**Requirement:** Please pick up the blog post about Noah's four alter egos after its last sentence and carry it forward.

**Document text:**
######

Boy looking at camera

Operation Blitzkrieg 2.0: When Puberty Struck Back

November 16, 20256 min read

As anyone who’s followed this blog—or had the privilege of meeting our “sweet” Noah—already knows. The boy suffers from a full-blown case of multiple personality disorder. To date, we’ve identified four distinct alter egos.


1. Normal Noah

This is the one most of the world sees. He’s generally agreeable, easygoing, and plays by most of society’s rules. A decent kid all around—aside from his regular diaper “deposits” every couple of hours. You take the good with the gross.


2. The Mayor

This persona appears mostly at school, where he’s apparently a model citizen. Polite, charming, the kind of kid teachers love and other students tolerate because he follows the rules. Sadly, Miriam and I almost never see this version at home. The Mayor seems heavily influenced by his good shoulder angel, Stevie, who tends to clock out around 3:15 p.m. Must be nice having banker’s hours…


3. The Agitator

This version emerges the instant Stevie vacates the premises and Noah steps off the school bus. He transforms from The Mayor into a pint-sized provocateur before his backpack even hits the kitchen floor (which drives me nuts, BTW!). It’s like watching Dr. Jekyll slam a Capri Sun and morph into Mr. Hyde.


4. The Demon Child

This delightful creature was christened by our eldest—who, bless her soul, has often served as the unwilling substitute caretaker. Since the dawn of puberty, a new entity has been slowly festering in the dark recesses of Noah’s psyche. Picture a gremlin watered by rage and acne, its hormonal tendrils twisting through every synapse. And to my everlasting sorrow, this Demon Child has chosen me, Pop Shane, as his mortal enemy in the Forever War of Alpha Male Supremacy.

For a while, we maintained a Cold War truce. Sure, we had the occasional Cuban Missile Crisis-level standoff, but nothing that escalated into our version of the US/USSR’s MAD in the ‘80s. Most of our skirmishes involved the usual dumb stuff.

Take, for instance, The Great Water Bowl Standoff: I tell Noah to fill up Ozzy’s bowl. He says “no” three times. I threaten consequences. He finally sighs, grabs a glass, fills it up, then locks eyes with me as he deliberately pours half down the sink before dumping the rest in Ozzy’s bowl.
I swear I could hear the Mission: Impossible theme playing in his head.

“Done, Pop Shaner!” he grunts, before piss-illy (that’s not a typo) dropping the glass in the dishwasher so hard he breaks it—and another glass for good measure.

######

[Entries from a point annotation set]
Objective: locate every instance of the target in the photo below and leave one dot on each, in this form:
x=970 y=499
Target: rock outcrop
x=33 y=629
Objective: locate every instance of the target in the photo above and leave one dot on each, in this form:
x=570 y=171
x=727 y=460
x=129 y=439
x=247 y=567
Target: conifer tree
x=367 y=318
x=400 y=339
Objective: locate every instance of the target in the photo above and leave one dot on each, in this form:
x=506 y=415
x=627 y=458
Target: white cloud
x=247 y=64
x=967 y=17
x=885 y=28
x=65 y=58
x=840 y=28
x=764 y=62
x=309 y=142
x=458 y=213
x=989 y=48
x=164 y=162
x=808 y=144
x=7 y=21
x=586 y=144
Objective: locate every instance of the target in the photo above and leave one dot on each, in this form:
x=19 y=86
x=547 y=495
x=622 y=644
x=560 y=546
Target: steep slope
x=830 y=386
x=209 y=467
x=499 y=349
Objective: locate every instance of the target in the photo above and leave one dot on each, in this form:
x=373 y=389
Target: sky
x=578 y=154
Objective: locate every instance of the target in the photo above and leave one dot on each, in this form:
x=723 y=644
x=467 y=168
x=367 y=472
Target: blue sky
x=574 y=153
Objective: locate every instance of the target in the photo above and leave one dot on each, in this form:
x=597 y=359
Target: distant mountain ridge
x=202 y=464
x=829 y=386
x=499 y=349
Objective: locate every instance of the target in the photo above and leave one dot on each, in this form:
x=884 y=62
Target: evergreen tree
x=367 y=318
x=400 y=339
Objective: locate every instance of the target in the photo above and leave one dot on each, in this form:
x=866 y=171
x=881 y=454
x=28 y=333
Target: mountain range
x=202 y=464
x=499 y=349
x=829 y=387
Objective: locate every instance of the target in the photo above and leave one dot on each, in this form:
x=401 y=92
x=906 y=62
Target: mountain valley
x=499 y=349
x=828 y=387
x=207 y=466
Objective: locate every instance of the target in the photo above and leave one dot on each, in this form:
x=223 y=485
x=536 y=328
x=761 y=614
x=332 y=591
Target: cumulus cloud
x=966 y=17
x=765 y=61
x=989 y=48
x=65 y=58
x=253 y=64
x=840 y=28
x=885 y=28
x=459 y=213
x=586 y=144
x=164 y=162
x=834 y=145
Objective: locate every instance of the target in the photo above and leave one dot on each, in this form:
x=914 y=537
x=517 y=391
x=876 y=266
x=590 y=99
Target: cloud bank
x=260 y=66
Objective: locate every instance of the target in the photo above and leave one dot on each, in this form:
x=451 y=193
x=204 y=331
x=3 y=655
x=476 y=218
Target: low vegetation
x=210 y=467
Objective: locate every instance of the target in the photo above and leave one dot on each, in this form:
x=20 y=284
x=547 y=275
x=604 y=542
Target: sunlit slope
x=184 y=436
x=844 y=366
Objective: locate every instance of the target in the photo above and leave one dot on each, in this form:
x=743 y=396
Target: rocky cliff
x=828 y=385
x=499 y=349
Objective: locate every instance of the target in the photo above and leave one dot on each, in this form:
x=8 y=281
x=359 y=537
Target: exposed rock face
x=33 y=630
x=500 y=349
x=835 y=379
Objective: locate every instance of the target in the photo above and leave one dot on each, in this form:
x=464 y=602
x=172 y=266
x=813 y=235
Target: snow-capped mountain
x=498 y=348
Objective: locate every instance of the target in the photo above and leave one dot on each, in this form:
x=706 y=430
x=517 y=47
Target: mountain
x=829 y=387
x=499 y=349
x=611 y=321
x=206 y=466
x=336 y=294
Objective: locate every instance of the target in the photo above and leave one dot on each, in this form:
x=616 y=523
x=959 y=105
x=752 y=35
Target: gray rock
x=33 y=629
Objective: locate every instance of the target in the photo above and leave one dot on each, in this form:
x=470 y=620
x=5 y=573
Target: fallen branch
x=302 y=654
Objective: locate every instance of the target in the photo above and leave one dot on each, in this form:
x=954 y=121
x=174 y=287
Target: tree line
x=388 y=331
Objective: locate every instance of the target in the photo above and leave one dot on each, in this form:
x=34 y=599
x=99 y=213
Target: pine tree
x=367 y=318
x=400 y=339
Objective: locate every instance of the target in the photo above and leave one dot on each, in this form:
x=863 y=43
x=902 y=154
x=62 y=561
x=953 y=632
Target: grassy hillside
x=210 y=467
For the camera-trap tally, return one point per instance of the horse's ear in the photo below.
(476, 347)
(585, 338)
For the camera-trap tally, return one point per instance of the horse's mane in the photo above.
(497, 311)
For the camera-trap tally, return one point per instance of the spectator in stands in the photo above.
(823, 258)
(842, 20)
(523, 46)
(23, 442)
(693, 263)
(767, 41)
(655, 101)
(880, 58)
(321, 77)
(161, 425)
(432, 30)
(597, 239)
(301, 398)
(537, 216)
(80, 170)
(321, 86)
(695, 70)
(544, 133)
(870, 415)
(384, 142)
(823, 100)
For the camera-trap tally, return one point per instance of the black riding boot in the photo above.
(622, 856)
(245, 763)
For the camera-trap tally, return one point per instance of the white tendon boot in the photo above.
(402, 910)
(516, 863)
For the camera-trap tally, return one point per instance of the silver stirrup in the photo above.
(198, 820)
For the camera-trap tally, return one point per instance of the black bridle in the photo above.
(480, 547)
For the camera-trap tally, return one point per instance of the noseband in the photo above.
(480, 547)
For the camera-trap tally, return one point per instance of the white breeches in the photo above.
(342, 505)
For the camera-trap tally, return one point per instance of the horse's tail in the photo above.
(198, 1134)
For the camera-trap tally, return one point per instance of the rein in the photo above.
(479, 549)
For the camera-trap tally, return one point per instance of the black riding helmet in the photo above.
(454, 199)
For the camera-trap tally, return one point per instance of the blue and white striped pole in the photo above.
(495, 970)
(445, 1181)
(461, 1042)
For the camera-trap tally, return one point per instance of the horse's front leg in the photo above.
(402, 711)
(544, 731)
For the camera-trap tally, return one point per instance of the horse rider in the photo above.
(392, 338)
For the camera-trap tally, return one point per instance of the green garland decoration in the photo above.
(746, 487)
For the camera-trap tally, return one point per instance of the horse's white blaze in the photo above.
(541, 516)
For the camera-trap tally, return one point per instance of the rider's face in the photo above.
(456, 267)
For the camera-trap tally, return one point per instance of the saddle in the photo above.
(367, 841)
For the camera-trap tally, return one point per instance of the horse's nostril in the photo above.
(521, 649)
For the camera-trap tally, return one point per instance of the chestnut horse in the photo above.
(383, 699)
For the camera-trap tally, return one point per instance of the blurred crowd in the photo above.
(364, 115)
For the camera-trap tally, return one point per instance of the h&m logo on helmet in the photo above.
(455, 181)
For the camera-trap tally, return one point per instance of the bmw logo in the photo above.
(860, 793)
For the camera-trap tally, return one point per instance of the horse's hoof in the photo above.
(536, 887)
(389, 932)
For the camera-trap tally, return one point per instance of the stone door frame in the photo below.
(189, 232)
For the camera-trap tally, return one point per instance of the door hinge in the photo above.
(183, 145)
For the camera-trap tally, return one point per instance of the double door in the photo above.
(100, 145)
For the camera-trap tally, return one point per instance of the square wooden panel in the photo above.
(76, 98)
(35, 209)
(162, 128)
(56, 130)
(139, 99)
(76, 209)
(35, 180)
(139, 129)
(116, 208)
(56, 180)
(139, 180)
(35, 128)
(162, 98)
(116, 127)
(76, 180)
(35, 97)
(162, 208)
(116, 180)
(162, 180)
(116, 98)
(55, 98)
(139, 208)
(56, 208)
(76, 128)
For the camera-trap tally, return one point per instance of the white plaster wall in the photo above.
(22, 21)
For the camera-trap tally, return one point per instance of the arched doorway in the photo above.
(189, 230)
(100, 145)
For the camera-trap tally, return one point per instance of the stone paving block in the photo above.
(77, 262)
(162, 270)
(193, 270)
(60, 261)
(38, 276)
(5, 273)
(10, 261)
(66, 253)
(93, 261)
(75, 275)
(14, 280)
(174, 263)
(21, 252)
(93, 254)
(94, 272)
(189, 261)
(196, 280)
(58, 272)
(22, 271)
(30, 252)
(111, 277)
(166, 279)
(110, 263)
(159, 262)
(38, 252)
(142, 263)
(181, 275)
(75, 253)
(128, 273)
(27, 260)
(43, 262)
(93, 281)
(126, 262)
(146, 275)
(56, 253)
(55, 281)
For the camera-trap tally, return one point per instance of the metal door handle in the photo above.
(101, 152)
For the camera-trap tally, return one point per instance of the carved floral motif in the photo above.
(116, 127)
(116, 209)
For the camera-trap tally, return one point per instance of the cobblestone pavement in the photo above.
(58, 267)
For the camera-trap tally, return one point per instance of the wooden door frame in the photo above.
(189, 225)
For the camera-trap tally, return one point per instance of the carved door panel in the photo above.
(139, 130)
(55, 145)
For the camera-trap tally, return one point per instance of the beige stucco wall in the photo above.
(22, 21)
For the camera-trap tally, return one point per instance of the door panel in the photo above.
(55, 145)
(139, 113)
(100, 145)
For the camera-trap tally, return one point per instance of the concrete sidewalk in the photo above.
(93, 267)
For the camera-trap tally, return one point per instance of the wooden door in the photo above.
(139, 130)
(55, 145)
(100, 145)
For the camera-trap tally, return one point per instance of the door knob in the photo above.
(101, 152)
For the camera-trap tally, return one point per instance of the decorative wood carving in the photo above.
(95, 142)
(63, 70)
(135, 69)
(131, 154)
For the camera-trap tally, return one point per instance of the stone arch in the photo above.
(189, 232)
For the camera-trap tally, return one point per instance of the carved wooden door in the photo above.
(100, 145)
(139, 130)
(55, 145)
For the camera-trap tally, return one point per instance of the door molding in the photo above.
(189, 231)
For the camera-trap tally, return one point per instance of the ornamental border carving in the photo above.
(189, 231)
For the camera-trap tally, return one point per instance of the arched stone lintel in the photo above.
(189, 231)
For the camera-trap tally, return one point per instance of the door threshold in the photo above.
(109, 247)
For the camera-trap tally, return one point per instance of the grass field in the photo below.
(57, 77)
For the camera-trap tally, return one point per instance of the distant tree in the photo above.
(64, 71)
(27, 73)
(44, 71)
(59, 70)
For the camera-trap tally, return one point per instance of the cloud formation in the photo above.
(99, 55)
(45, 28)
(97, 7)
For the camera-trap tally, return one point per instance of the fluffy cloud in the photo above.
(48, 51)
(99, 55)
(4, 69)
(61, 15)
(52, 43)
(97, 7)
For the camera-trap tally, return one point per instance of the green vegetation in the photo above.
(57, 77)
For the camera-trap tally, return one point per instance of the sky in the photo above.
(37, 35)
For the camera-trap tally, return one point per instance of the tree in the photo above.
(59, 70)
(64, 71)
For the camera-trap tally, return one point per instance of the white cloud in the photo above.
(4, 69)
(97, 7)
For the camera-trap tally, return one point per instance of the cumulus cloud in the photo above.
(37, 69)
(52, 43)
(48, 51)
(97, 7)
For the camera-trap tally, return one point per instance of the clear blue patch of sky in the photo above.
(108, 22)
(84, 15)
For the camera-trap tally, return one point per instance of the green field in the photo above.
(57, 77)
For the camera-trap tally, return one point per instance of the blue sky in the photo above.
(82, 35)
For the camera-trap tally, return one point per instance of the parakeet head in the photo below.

######

**Response to the exercise:**
Breathe, Shane, I tell myself. Don’t murder the little s***. Bubba in Cell Block D doesn’t need a new rackmate.

These woosah moments are a near-daily exercise in emotional yoga. They are normal. They are routine.

But a few days ago, everything changed. Noah decided it was time to engage in MAD and hit the nuclear button.


It started innocently enough. Miriam and I were on the couch, re-watching The Middle—we completely relate with each member of that family—after another long day of wrangling humans. Out of nowhere, Noah (currently operating as The Agitator) starts firing his Nerf gun at the TV. We’d already confiscated all his darts after The Great Basement TV Massacre of 2023 (may it rest in shattered pixels), so we weren’t worried about damage—just irritated by the nonstop bang-rack-bang echoing through the living room.

Miriam, ever the optimist, tried the standard gentle approach. “Noah, please stop shooting that at the TV.” She tried again, slightly firmer. Mothers, honestly—how often does that actually work?

Yeah, that’s what I thought.

When that failed, she raised her voice a notch. “Alright, Noah! If you don’t stop, Pop Shane is going to take that Nerf gun away!”

Yeah, thanks for volunteering me to be the bad guy, I inwardly groused to myself.

I saw it happen in slow motion: the squint, the jaw jut, the telltale signs that The Agitator was leveling up. Without a word, he racked the charging handle, took aim at my sweet wife, and pulled the trigger.

If you remember Dave Chappelle’s famous line, The Agitator basically just said, “I’m Rick James, B****,” before unloading an imaginary round into my wife.

Folks, you know I couldn’t let that slide.

I jumped off the couch and pounced on the Agitator. We had a brief, ferocious struggle before I wrested the Nerf gun away from him—and then made my fatal mistake.

I thought the battle was over so I turned my back on the Agitator.

Only we were no longer dealing with The Agitator.

I walked back to the sofa, handed the gun to Miriam, and sat down. Rookie move. Every boy on the playground knows this unequivocal rule: never turn your back on your opponent right after you think you’ve won.

Before my butt even hit the cushion, The Agitator had transmogrified into The Demon Child and launched Operation Blitzkrieg 2.0.

I didn’t even see it coming. One second I was giving myself an imaginary pat on the back for my victory against the forces of male puberty, and the next I was being body-slammed by 104 pounds of pure hormonal fury.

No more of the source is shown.